_Raw data:_
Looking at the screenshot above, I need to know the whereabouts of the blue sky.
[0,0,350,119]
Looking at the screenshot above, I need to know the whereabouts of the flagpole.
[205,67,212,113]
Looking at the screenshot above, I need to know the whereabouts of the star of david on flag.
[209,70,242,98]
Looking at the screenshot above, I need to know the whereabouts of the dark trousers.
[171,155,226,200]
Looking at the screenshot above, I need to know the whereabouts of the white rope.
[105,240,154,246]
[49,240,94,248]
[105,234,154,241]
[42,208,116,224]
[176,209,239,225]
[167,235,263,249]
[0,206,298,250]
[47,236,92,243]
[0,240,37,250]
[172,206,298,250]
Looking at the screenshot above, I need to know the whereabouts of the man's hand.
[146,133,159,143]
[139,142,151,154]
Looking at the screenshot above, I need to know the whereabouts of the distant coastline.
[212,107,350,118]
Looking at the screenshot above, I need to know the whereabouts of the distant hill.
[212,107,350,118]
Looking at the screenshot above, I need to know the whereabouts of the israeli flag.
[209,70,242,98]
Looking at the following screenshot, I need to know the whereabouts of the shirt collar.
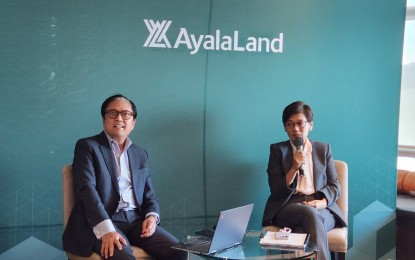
[104,131,132,151]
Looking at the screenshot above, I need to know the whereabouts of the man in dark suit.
[262,101,347,260]
[62,95,186,260]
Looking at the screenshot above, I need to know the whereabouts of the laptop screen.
[209,204,254,254]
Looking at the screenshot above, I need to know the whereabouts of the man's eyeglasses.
[105,109,133,120]
[285,121,308,128]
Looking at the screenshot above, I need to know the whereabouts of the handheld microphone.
[294,136,304,175]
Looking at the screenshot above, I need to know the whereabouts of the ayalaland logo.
[144,19,284,54]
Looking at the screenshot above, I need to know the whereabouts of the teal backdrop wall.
[0,0,405,259]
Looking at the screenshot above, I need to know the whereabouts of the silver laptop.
[173,204,254,255]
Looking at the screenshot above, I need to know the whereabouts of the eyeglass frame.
[105,109,134,120]
[285,121,310,129]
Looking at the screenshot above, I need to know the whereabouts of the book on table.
[259,231,310,249]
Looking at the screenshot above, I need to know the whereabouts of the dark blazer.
[62,132,159,256]
[262,140,347,227]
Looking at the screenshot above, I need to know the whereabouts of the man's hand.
[303,198,327,209]
[141,216,157,237]
[101,231,127,259]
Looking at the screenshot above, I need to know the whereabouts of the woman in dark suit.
[262,101,347,260]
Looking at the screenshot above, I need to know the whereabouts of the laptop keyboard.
[188,241,211,253]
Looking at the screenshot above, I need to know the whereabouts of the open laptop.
[173,204,254,255]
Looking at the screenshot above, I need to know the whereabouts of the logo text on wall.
[144,19,284,54]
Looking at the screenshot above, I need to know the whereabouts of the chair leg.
[330,252,346,260]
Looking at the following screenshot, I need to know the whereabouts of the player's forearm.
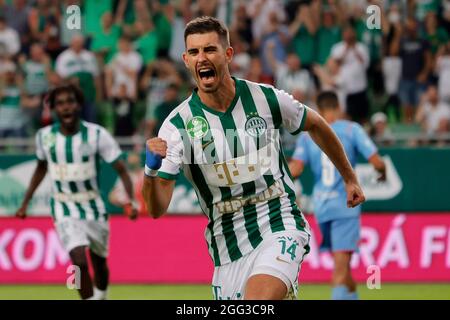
[120,171,134,201]
[142,177,175,219]
[369,153,386,175]
[305,110,357,183]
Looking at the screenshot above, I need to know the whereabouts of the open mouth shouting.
[61,112,76,124]
[198,66,216,85]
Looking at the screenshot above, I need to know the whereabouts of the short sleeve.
[275,89,307,135]
[352,123,378,159]
[98,128,122,163]
[292,133,309,165]
[158,119,184,180]
[36,131,47,161]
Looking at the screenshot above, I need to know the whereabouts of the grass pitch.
[0,283,450,300]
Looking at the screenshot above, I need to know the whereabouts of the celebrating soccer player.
[143,17,364,299]
[16,85,137,299]
[289,91,386,300]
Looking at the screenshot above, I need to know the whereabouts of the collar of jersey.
[192,77,241,117]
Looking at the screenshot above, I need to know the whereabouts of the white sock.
[93,287,108,300]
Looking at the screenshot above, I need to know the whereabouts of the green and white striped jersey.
[158,78,309,266]
[36,121,122,221]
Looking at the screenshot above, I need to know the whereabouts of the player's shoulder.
[241,78,275,90]
[36,124,54,136]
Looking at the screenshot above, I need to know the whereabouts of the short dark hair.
[48,84,84,109]
[317,91,339,110]
[184,16,230,47]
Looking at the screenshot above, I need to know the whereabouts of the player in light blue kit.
[289,91,386,300]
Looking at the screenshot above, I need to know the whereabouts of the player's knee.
[244,274,287,300]
[69,247,89,271]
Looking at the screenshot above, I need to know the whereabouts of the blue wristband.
[145,148,162,170]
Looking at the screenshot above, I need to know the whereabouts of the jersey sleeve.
[292,133,309,165]
[158,121,184,180]
[274,89,307,135]
[36,131,47,161]
[352,123,378,160]
[98,128,122,163]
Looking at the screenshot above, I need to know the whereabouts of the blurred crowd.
[0,0,450,148]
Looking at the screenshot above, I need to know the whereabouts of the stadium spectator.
[435,41,450,103]
[381,5,402,122]
[153,83,181,137]
[0,12,21,57]
[0,61,28,138]
[55,34,102,122]
[91,6,125,66]
[3,0,31,52]
[442,0,450,34]
[28,0,64,61]
[257,11,290,83]
[369,112,394,146]
[248,0,286,47]
[83,0,114,43]
[289,3,318,68]
[421,11,449,55]
[230,36,252,78]
[141,59,181,137]
[151,1,175,57]
[391,17,432,123]
[19,43,53,133]
[105,36,142,136]
[315,1,345,65]
[416,84,450,139]
[267,41,315,105]
[244,56,272,84]
[330,25,370,123]
[134,20,162,66]
[230,2,256,55]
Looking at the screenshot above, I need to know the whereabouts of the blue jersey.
[293,120,377,223]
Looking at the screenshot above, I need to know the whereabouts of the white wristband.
[144,165,158,178]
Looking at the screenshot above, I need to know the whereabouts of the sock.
[347,291,359,300]
[93,287,108,300]
[331,285,349,300]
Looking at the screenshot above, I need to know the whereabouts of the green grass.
[0,283,450,300]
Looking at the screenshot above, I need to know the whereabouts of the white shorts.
[212,230,310,300]
[55,217,109,258]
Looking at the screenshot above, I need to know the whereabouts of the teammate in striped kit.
[16,85,137,299]
[143,17,364,299]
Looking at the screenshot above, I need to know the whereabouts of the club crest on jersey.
[186,116,209,139]
[245,116,267,138]
[42,132,56,149]
[79,143,92,156]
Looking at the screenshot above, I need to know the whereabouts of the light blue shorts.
[319,216,361,252]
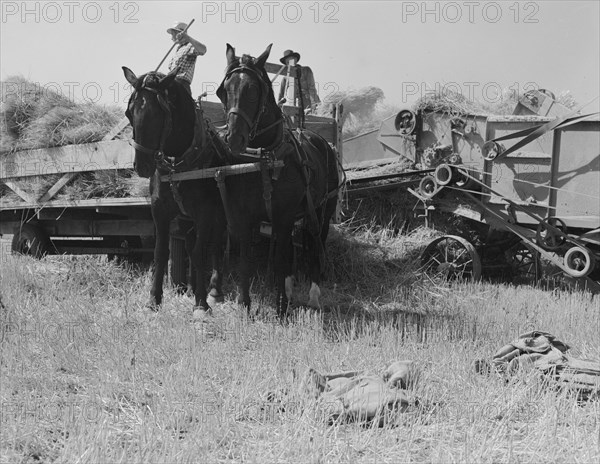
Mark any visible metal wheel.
[11,224,50,258]
[564,246,596,277]
[419,176,439,198]
[505,241,542,283]
[421,235,481,280]
[394,110,417,135]
[536,217,567,251]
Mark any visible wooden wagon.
[0,63,342,284]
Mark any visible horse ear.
[158,67,179,90]
[256,44,273,68]
[121,66,138,87]
[225,44,235,65]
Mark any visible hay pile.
[315,87,577,139]
[413,89,577,116]
[315,87,400,139]
[0,76,123,153]
[0,76,148,202]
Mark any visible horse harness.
[129,76,229,216]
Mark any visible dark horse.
[123,67,229,311]
[217,44,339,316]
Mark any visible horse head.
[217,44,282,156]
[123,66,195,178]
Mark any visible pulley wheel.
[419,176,439,199]
[536,217,567,251]
[394,110,417,135]
[564,246,596,277]
[433,164,455,185]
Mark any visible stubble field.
[0,218,600,463]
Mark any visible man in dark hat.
[167,23,206,95]
[279,50,321,112]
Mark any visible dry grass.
[0,76,123,153]
[0,222,600,463]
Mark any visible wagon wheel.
[11,224,50,258]
[536,217,567,251]
[421,235,481,280]
[504,241,542,283]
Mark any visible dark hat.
[279,50,300,64]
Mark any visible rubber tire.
[11,224,50,258]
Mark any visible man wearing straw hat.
[279,50,321,113]
[167,22,206,95]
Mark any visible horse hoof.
[208,290,225,303]
[192,306,212,322]
[144,300,160,313]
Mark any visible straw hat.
[167,23,187,34]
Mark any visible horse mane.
[225,54,279,109]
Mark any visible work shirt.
[169,43,199,84]
[278,65,321,109]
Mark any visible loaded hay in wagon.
[0,77,154,257]
[0,70,341,284]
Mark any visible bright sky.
[0,0,600,110]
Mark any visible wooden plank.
[0,140,134,180]
[4,181,34,202]
[42,219,154,237]
[38,172,76,203]
[160,160,283,182]
[0,197,150,211]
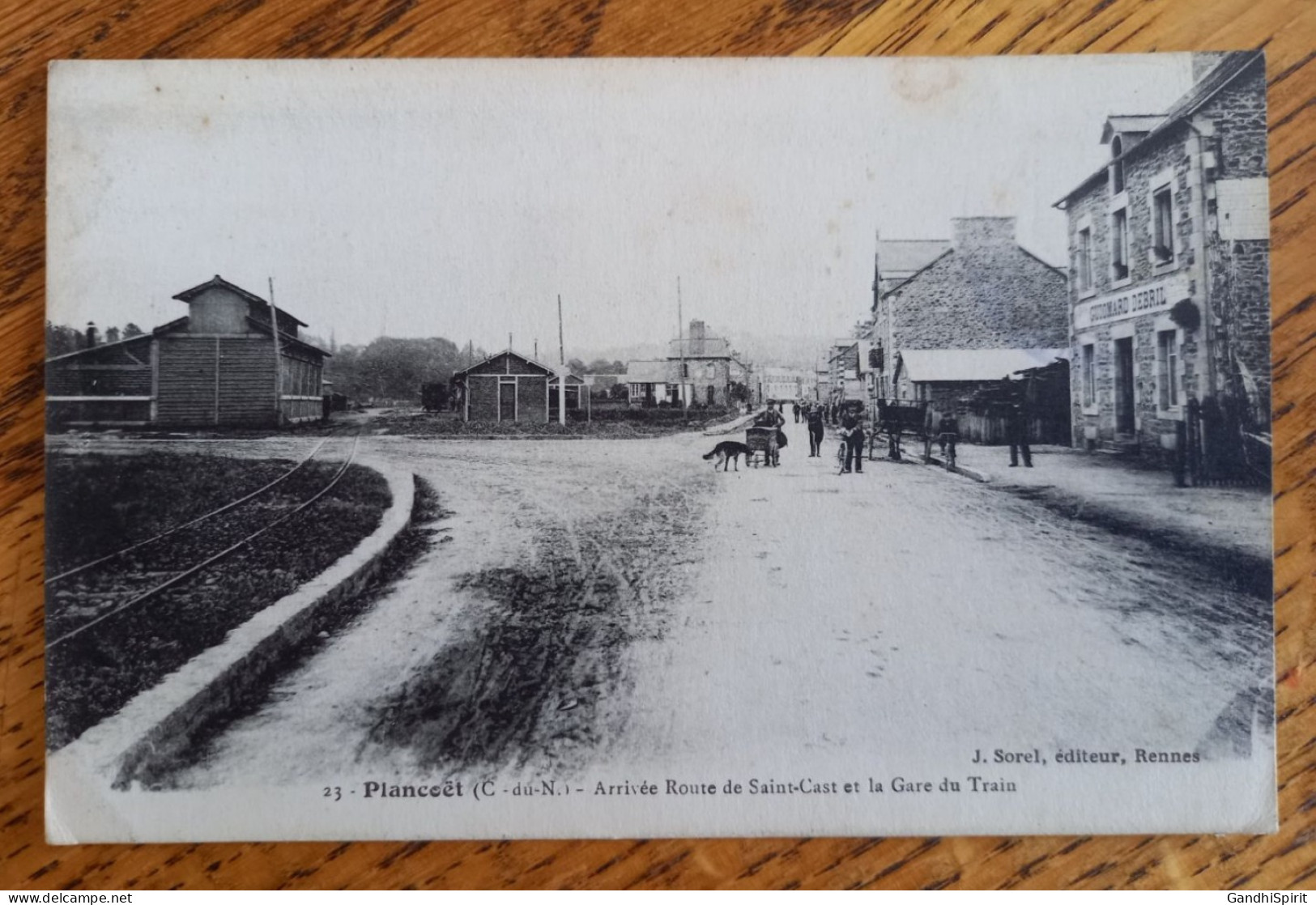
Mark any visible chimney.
[1192,50,1232,84]
[690,321,708,355]
[950,217,1015,251]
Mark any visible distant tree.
[46,321,87,358]
[587,358,627,374]
[325,337,474,400]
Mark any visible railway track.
[45,434,360,651]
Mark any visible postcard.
[45,51,1276,843]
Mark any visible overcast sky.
[49,54,1191,356]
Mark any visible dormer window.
[1111,135,1124,195]
[1111,208,1129,280]
[1152,185,1174,265]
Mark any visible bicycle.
[937,431,960,471]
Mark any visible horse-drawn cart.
[745,427,781,465]
[869,398,928,461]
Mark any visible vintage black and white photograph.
[45,51,1276,843]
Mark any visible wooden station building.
[46,275,329,427]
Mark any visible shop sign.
[1074,279,1188,330]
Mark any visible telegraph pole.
[268,276,283,425]
[558,292,567,425]
[676,275,690,421]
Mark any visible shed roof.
[624,359,667,383]
[878,240,950,274]
[453,349,558,377]
[46,333,151,363]
[248,316,332,358]
[901,349,1070,383]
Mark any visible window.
[1111,135,1124,195]
[1083,343,1097,406]
[1078,227,1092,290]
[1156,330,1179,409]
[1111,208,1129,280]
[1152,185,1174,265]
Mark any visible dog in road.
[704,440,754,471]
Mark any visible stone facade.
[667,321,741,406]
[1058,54,1270,458]
[867,217,1069,398]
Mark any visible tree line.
[46,321,145,358]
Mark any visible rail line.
[46,433,360,651]
[45,437,329,587]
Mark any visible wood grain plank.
[0,0,1316,890]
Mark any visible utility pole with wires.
[676,274,690,421]
[558,292,567,427]
[270,276,283,425]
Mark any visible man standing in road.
[754,402,786,465]
[1003,375,1033,469]
[841,406,865,475]
[804,406,823,457]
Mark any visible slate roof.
[621,359,667,383]
[878,240,950,278]
[1051,50,1266,209]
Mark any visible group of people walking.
[754,400,867,475]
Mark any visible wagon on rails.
[869,398,928,461]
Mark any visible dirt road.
[156,423,1270,788]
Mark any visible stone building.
[625,358,671,408]
[1057,53,1270,465]
[667,321,739,406]
[857,217,1069,404]
[46,275,329,427]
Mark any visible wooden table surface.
[0,0,1316,890]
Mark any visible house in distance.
[46,275,329,427]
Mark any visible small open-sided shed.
[453,349,560,423]
[549,374,590,421]
[46,275,329,427]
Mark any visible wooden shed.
[453,349,560,423]
[46,275,329,427]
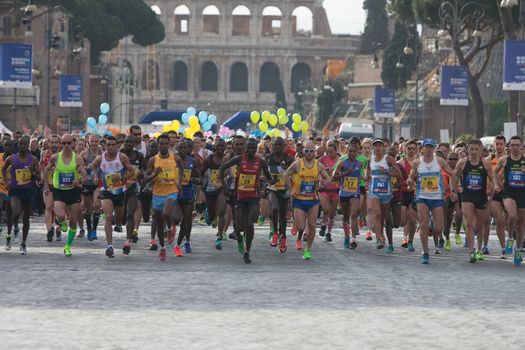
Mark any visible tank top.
[11,153,33,189]
[369,154,392,196]
[153,154,179,197]
[293,158,319,201]
[416,156,445,200]
[53,152,79,190]
[235,155,261,200]
[100,152,126,195]
[339,159,361,198]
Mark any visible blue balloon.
[186,107,197,117]
[100,102,109,114]
[87,117,97,129]
[181,113,190,124]
[98,114,108,125]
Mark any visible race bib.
[421,176,439,194]
[237,174,257,192]
[15,168,31,186]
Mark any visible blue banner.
[374,87,396,118]
[503,40,525,91]
[60,75,82,107]
[0,44,33,88]
[441,66,468,106]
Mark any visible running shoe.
[505,238,514,255]
[476,250,485,261]
[215,237,222,250]
[159,247,166,261]
[270,233,279,247]
[106,247,115,259]
[303,248,312,260]
[20,243,26,261]
[64,244,73,258]
[173,245,184,258]
[279,237,288,253]
[148,239,159,250]
[122,242,131,255]
[319,225,326,237]
[343,236,350,249]
[47,229,55,242]
[514,250,523,266]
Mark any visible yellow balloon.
[259,122,268,132]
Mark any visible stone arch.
[292,6,314,37]
[170,61,188,91]
[259,62,281,92]
[173,5,191,35]
[201,61,219,91]
[232,5,252,36]
[261,6,283,36]
[202,5,221,34]
[230,62,248,92]
[291,62,312,92]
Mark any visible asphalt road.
[0,218,525,350]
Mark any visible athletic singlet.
[339,159,361,198]
[416,156,445,200]
[293,158,319,201]
[153,154,179,197]
[235,155,261,200]
[100,152,126,195]
[53,152,80,190]
[11,153,33,189]
[369,154,392,196]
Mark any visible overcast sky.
[324,0,366,34]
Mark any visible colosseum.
[105,0,359,125]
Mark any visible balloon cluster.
[250,108,310,137]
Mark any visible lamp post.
[438,0,485,140]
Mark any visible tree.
[361,0,389,55]
[391,0,504,137]
[36,0,165,63]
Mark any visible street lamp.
[438,0,484,140]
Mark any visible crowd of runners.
[0,125,525,265]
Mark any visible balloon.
[87,117,97,129]
[199,111,208,124]
[268,114,279,126]
[261,111,271,122]
[98,114,108,126]
[250,111,261,124]
[186,107,197,116]
[292,123,301,132]
[100,102,109,114]
[188,115,199,127]
[259,122,268,132]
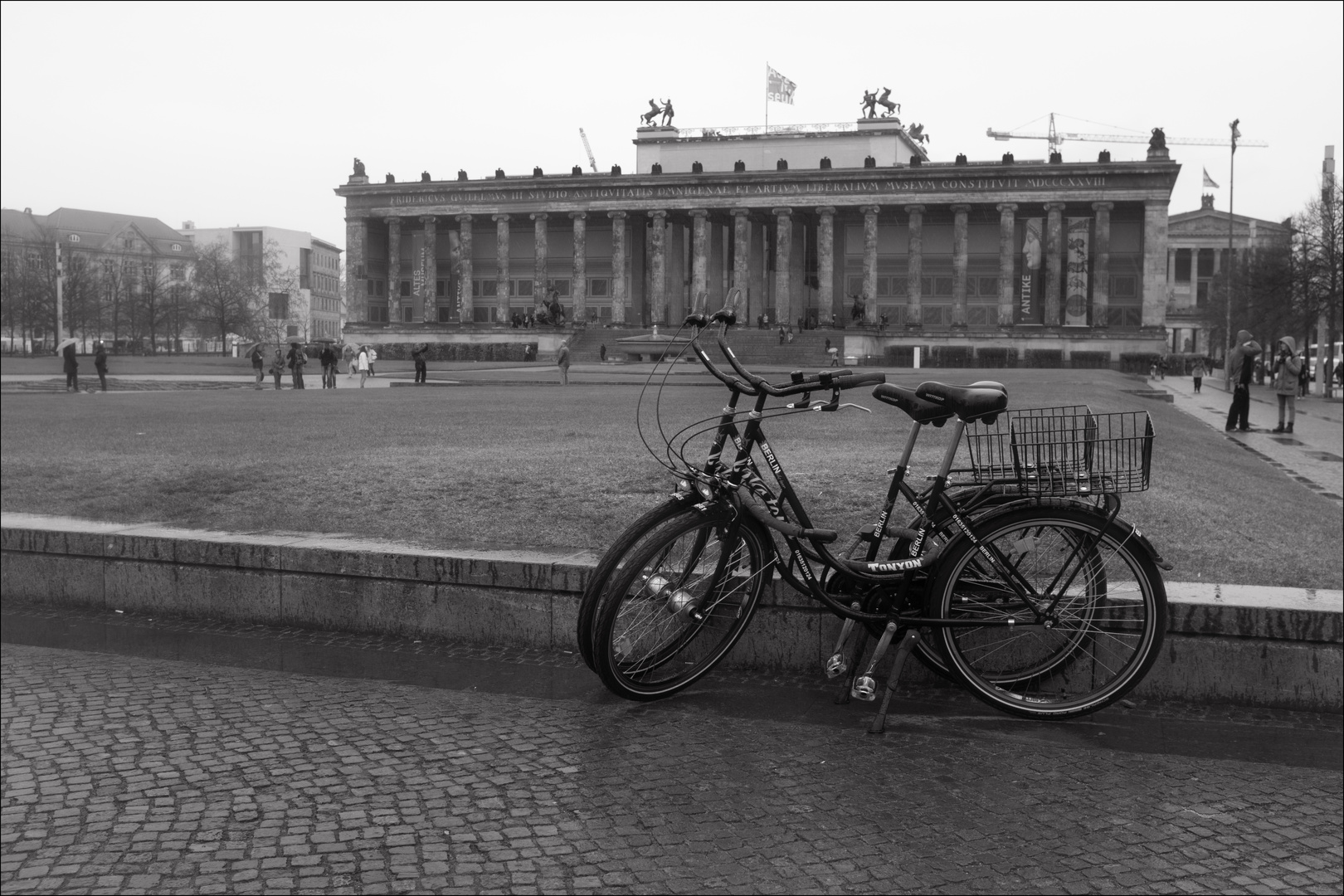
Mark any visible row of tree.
[1207,174,1344,395]
[0,236,333,352]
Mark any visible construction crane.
[985,113,1269,152]
[579,128,597,174]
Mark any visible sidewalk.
[1147,376,1344,503]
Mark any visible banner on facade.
[1017,217,1045,324]
[765,66,798,106]
[1064,217,1091,326]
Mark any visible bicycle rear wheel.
[928,508,1166,718]
[592,506,774,700]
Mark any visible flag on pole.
[765,66,798,106]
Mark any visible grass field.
[0,371,1344,588]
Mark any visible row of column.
[347,202,1166,326]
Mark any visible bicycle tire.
[592,505,774,700]
[575,494,699,670]
[928,506,1166,718]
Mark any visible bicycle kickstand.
[869,629,919,735]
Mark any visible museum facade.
[336,119,1180,356]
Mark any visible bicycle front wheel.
[592,506,774,700]
[930,508,1166,718]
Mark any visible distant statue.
[859,90,878,118]
[640,100,663,128]
[878,87,900,124]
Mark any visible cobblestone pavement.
[0,634,1344,894]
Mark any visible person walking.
[93,340,108,392]
[411,343,429,386]
[555,340,570,386]
[1190,358,1208,395]
[1273,336,1303,432]
[61,343,80,392]
[247,343,266,391]
[1223,330,1261,432]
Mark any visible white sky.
[0,2,1344,252]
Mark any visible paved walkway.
[0,610,1344,894]
[1149,376,1344,503]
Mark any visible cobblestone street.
[0,634,1342,894]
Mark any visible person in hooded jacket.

_Exercise requirements:_ Can you write out the data from the line containing "Mark any visible utility pole with wires." down to the line containing "[804,406,823,457]", both ends included, keeping every text line unchanged and offsetting each bounding-box coordinate by adding 86 to it?

_Result for this exercise:_
Mark any visible utility pole with wires.
[762,360,776,507]
[644,378,653,513]
[356,362,369,511]
Mark any visible man standing in road.
[840,488,872,551]
[1089,461,1119,555]
[927,492,951,561]
[890,492,909,543]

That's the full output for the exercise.